# Amplificador para transformador de 12V 5A?



## elaerico (Abr 9, 2008)

Hola. Tengo un transformador de 12v 5A, y quisiera hacerme un amplificador lo mas potente posible, cual es el integrado que debería utilizar?
Muchas gracias


----------



## KARAPALIDA (Abr 9, 2008)

Y yo creo que mas de 30w no le sacas de ninguna forma. proba con los TDA2003 y aledaños, los podes poner en puente. Andan bien pero no pidas milagros. 

vienen unos circuitos que operan en calse "D" y elevan un poco mas la potencia, pero no se que tan bien andan con los graves. Sino te uqedan las potencias de estereos.

PD: te dejo un esquema por ahi te sirve. Esta en la pagina de Pablin


----------



## luki_91 (Dic 7, 2008)

Con 12V 4Ohm no llegas a sacarle ni 5W, en puente podes llegar a sacarle 15W o menos con una distorsion HORRIBLE.
Para aumentar tu potencia necesitas usar una fuente switching elevadora de tensión, fijate en el buscador, hay muchos circuitos que sirven.


----------



## Stefy (Dic 7, 2008)

hola elaerico!
soy nueva y no soy una experta en esto... pero creo que podes hacerte algo de unos 40W...ya que con una fuente de 12V y 5A...tenemos 12x5=60W...
y existen unos cuantos amplificador que tienen un rendimiento de 70% u 80%....

saludos


----------

Ejercicio 1 —
Cuenta las líneas del listado que contienen la cadena "pink" y da únicamente el número.
El texto y el listado no tienen relación entre sí.

Datos extraídos de una colección:
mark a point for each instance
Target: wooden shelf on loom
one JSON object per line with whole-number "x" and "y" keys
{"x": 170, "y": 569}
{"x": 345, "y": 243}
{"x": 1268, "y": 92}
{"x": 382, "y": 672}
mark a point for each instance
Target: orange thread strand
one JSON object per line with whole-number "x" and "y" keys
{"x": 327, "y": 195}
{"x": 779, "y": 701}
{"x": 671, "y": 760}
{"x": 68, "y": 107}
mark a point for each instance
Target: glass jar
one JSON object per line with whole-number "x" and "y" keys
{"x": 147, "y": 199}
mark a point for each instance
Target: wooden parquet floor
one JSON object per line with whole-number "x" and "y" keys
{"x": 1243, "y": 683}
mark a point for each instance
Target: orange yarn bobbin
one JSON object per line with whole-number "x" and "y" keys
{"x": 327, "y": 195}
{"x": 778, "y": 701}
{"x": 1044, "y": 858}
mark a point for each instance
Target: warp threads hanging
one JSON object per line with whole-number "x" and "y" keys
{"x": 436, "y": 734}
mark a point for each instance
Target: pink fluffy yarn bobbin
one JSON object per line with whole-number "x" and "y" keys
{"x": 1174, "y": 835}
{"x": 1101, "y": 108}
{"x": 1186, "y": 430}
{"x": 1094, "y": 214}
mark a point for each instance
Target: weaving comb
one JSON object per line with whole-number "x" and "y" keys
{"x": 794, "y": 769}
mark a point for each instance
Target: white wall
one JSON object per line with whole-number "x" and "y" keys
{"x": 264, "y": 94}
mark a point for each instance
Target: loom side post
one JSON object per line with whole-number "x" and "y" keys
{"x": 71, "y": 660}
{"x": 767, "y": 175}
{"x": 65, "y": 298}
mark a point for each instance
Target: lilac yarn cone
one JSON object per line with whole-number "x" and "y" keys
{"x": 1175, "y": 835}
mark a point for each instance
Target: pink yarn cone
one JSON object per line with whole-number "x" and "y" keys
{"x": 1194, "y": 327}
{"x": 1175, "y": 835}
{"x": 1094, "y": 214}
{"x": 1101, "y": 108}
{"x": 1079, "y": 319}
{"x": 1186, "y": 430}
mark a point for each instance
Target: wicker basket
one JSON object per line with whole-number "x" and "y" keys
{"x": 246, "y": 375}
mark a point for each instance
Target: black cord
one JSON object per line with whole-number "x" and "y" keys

Ejercicio 2 —
Indica si cada afirmación coincide con el texto sobre el amplificador para un transformador de 12V 5A, respondiendo sí o no y citando las palabras decisivas: (a) elaerico tiene un transformador de 12 V y 5 A; (b) KARAPALIDA sugiere probar con los TDA2003; (c) luki_91 afirma que con 12 V y 4 ohmios se pueden sacar 30 W.

Respuesta final 1 —
2

Respuesta final 2 —
(a) Sí: "Tengo un transformador de 12v 5A".
(b) Sí: "proba con los TDA2003 y aledaños".
(c) No: "Con 12V 4Ohm no llegas a sacarle ni 5W".